• _Extrait choisi_:
_ _ _ _ _

Madame Belloubet, garde des Sceaux, a cru devoir condamner Mila au lieu de lui apporter son soutien. Regrettant sa précipitation, elle s’est ravisée. Dont acte. Mais au passage elle avait commis une lourde erreur hélas trop répandue : assimiler le rejet d'une religion à une insulte personnelle, portant atteinte à la liberté de conscience. Citons-la : "L'insulte à la religion c'est évidemment une atteinte à la liberté de conscience, c'est grave, mais ça n'a pas à voir avec la menace (de mort)." Malgré la mise au point embarrassée de la ministre, il faut relever les erreurs impliquées dans son propos, non par acharnement polémique, mais parce que ces erreurs sont aujourd’hui très répandues, et aboutissent à la justification de l’injustifiable. N’oublions pas, cinq ans après la tuerie de Charlie, que certains commentaires ont accordé des circonstances atténuantes aux assassins, en osant dire "ils l'ont bien cherché", voire ont proclamé "ne pas avoir pleuré Charlie". Deux abjections.

La défense de la laïcité mérite de la rigueur, de la clarté, et aussi du courage pour fonder l’engagement citoyen sur la raison et sur le cœur.

Madame la ministre, avec le respect dû à votre fonction, il est possible de déceler cinq "erreurs" dans votre propos initial. Elles attestent un flottement étonnant de votre part en ce qui concerne le droit dont vous êtes spécialiste. La défense de la laïcité mérite de la rigueur, de la clarté, et aussi du courage pour fonder l’engagement citoyen sur la raison et sur le cœur. Quelques remarques soumises à votre jugement.

  • Première erreur, d’ordre sémantique : le glissement subreptice du rejet des croyances au rejet des personnes croyantes. Le mot insulte, d’un poids juridique très lourd, s’applique d’abord aux personnes et non aux convictions. Les dictionnaires en témoignent. « Insulter la religion » ne se dit donc que par dérivation et conduit très vite au contresens usuel des fanatiques, qui confondent la peau et la chemise, la personne et sa vision du monde. L’expression « insulte à la religion » ne risque-t-elle pas de consacrer et d’alimenter le fanatisme de celui qui exige le respect de sa religion au nom du respect de sa personne ? Les frères Kouachi, pris dans cet amalgame, prétendaient venger leur prophète, et ainsi se venger eux-mêmes en tuant les auteurs des caricatures qui pourtant ne les mettaient pas en cause en tant que personnes.

_ _ _ _ _

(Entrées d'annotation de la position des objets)
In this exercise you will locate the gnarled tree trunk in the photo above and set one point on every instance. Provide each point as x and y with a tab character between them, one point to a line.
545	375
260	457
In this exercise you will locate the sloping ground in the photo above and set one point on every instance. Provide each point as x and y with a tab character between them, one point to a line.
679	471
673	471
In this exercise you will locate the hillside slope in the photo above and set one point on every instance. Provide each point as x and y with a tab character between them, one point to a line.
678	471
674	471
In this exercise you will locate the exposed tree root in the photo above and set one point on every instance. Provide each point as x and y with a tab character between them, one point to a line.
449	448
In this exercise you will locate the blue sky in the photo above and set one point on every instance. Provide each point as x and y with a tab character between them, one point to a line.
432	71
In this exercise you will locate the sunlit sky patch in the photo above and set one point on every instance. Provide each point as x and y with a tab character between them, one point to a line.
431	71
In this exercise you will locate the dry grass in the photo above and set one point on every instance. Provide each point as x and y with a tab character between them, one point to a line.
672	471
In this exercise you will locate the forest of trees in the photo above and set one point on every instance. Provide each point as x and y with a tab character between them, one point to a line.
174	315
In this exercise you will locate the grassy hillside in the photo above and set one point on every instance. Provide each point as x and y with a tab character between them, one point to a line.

_ _ _ _ _

• _Consignes_:
a) Extrais des lignes ci-dessus toutes celles qui contiennent la chaîne « hillside », en tenant compte de la casse.
b) Poursuis le texte consacré à la laïcité au-delà de sa dernière phrase.

• _Réponses_:
a)
In this exercise you will locate the hillside slope in the photo above and set one point on every instance. Provide each point as x and y with a tab character between them, one point to a line.
In this exercise you will locate the grassy hillside in the photo above and set one point on every instance. Provide each point as x and y with a tab character between them, one point to a line.

b)
  • Une deuxième erreur, d’ordre philosophique. En acceptant implicitement la confusion de la personne et de sa conviction, on abandonne l’idée que tout être humain est ou doit être capable de distance à soi dans le vécu de sa croyance. C’est pourtant ce qui conditionne la vie commune de personnes de convictions différentes. Tel est d’ailleurs le "creuset français" cher à Gérard Noiriel, et honni par Eric Zemmour. Grâce à la laïcité, des humanistes athées ou agnostiques et des fidèles des diverses religions peuvent vivre ensemble, paisiblement. Les différences ne sont pas niées, mais leur harmonie parie sur la tolérance mutuelle, qui implique en chaque personne le respect du droit d’autrui d’avoir une conviction opposée à la sienne. La conséquence est claire : pas de délit de blasphème. Dieu n’est respectable que pour ceux qui croient en lui. C’est pourquoi la laïcité ne se réduit pas à un droitd’affirmer sa liberté, mais implique aussi un devoir de respecter la liberté d’autrui.

  • Une troisième erreur, d’ordre juridique. Redéfinie de façon universaliste grâce à la Révolution Française, notre nation est devenue une communauté de droit. Le particularisme religieux n’y fait plus la loi : "Nul ne pourra être inquiété pour ses opinions, même religieuses". ("Déclaration des droits de l'homme et du citoyen", article 10, 26 août 1789). Logiquement, la jurisprudence Handyside de 1976 précise que la liberté d'expression concerne également les propos qui peuvent choquer une conviction. Le religieusement correct ne peut donc fonder une exigence juridique. Dans votre autocritique, Madame Belloubet, vous avez rejeté le délit de blasphème. Ouf ! Mais alors pourquoi ne défendre que la liberté de conscience des personnes choquées, comme si elle était mise en cause, et oublier celle des personnes qui choquent ? La courtoisie, même souhaitable, n'est pas non plus exigible juridiquement ! La liberté de conscience de Mila l’athée et celle des différents croyants doivent évidemment pouvoir coexister. Cela n’implique aucun renoncement spirituel, mais l’acceptation de la critique voire de la polémique. L’homo sapiens athée accepte que l’homo sapiens croyant rejette son athéisme. Et réciproquement. La solution laïque est donc limpide et simple. Ce ne sont pas les croyances qui sont respectables, mais les personnes en leur liberté de croire ou de ne pas croire. Pour reprendre les mots de la ministre, l’insulte à l’athéisme est aussi licite que l’insulte à la religion. Mais il vaudrait mieux parler du rejet que de l’insulte, pour éviter le glissement-prétexte des fanatiques.

La lutte contre le fanatisme et le terrorisme mortifère reste à l’ordre du jour.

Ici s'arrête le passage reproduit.